**Records for this task**:
-- Opening Marker --
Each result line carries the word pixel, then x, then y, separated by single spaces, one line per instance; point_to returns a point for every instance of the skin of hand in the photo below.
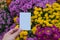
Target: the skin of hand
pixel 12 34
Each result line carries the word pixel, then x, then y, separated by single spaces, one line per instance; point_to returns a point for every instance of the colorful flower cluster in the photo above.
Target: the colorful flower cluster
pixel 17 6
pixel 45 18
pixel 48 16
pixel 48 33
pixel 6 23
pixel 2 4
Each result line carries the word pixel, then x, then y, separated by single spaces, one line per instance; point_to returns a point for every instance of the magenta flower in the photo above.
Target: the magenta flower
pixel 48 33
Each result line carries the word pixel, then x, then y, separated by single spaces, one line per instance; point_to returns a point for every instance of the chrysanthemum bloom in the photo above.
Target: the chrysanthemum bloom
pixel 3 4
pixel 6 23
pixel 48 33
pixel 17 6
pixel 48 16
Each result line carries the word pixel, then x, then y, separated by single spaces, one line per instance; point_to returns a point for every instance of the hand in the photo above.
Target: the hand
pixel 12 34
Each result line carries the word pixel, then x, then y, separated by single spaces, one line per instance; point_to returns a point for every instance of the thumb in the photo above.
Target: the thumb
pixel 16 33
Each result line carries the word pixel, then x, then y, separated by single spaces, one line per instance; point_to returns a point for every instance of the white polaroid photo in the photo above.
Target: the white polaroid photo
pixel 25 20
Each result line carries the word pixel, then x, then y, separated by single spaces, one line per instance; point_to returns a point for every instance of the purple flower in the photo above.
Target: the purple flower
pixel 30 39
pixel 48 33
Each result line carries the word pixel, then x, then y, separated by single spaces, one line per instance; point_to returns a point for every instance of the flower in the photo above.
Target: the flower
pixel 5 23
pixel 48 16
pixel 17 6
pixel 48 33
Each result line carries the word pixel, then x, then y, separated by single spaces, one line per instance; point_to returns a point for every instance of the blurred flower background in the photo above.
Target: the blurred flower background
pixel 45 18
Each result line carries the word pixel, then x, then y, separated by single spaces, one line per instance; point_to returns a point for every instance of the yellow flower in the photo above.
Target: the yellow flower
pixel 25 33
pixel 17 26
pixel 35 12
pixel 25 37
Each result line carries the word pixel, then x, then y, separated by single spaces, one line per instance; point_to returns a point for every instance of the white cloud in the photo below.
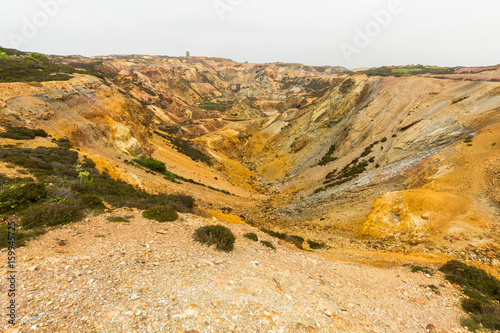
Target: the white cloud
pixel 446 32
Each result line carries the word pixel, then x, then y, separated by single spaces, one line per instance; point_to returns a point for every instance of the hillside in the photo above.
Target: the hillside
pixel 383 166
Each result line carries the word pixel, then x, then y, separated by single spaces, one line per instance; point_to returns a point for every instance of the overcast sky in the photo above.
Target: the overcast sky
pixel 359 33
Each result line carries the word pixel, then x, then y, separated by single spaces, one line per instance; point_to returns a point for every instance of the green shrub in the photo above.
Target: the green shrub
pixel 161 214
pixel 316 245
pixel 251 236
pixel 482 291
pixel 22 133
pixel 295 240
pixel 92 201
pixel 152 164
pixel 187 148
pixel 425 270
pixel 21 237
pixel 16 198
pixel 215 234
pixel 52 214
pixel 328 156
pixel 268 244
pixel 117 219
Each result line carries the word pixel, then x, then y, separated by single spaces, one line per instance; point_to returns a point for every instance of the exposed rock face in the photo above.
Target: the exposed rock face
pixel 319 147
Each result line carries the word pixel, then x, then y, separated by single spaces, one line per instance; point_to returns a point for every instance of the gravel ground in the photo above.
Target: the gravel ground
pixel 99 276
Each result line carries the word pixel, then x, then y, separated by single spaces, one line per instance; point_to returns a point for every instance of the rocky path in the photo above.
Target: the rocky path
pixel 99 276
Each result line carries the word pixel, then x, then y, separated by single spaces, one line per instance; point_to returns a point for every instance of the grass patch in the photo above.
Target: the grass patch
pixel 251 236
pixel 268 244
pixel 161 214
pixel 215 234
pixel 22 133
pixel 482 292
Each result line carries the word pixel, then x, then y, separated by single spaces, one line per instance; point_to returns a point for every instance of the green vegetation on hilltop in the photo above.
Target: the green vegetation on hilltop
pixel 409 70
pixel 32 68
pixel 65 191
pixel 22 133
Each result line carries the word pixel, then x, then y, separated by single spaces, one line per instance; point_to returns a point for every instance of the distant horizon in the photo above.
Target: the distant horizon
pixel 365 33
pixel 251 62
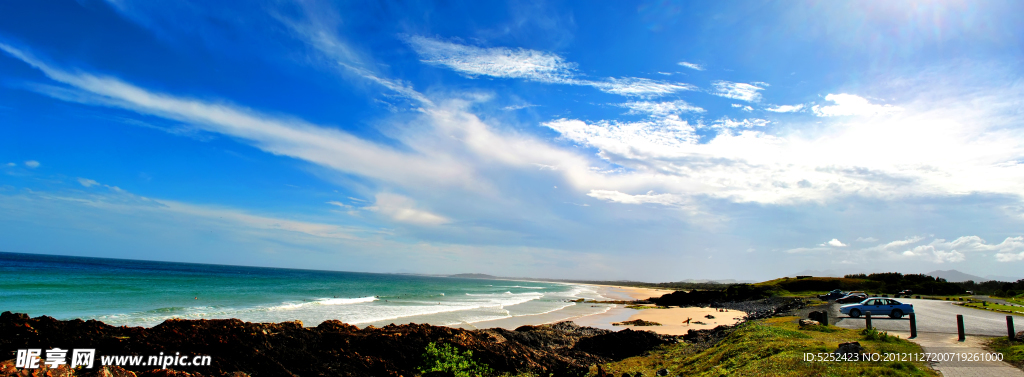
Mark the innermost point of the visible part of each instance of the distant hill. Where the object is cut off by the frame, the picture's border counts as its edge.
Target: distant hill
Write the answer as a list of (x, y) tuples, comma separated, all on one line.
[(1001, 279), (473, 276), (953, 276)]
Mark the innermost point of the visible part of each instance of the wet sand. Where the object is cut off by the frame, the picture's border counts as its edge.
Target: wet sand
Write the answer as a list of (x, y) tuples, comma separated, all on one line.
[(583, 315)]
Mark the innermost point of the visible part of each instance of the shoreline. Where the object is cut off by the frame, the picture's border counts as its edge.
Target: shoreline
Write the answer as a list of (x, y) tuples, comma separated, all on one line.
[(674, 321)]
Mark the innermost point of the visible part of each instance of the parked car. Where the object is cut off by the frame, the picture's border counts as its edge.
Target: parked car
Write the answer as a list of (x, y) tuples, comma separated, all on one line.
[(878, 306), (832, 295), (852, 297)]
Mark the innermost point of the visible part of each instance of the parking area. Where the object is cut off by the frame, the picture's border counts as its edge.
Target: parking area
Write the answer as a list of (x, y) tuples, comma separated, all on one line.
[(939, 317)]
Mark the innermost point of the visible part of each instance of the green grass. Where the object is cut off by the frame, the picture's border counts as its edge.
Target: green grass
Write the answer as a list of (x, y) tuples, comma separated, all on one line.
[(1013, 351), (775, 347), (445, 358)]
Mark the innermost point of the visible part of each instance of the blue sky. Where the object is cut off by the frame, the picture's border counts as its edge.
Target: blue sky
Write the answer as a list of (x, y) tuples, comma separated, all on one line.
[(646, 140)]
-- Closing Marker --
**Action item**:
Look above for the line that contains "Target: green grass". Starting there, transcribe every line exactly until you have copied the line that contains "Target: blue sky".

**Solution for this task**:
Target: green grass
Write the answer as a list of (x, y) tuples, comma separated, all on one line.
[(1013, 351), (775, 347), (445, 358)]
Mark the innermost point of the visible part of each instance of the blue sky. Where the object is cut off by the frame, the picture's border counts as its edge.
Target: blue sky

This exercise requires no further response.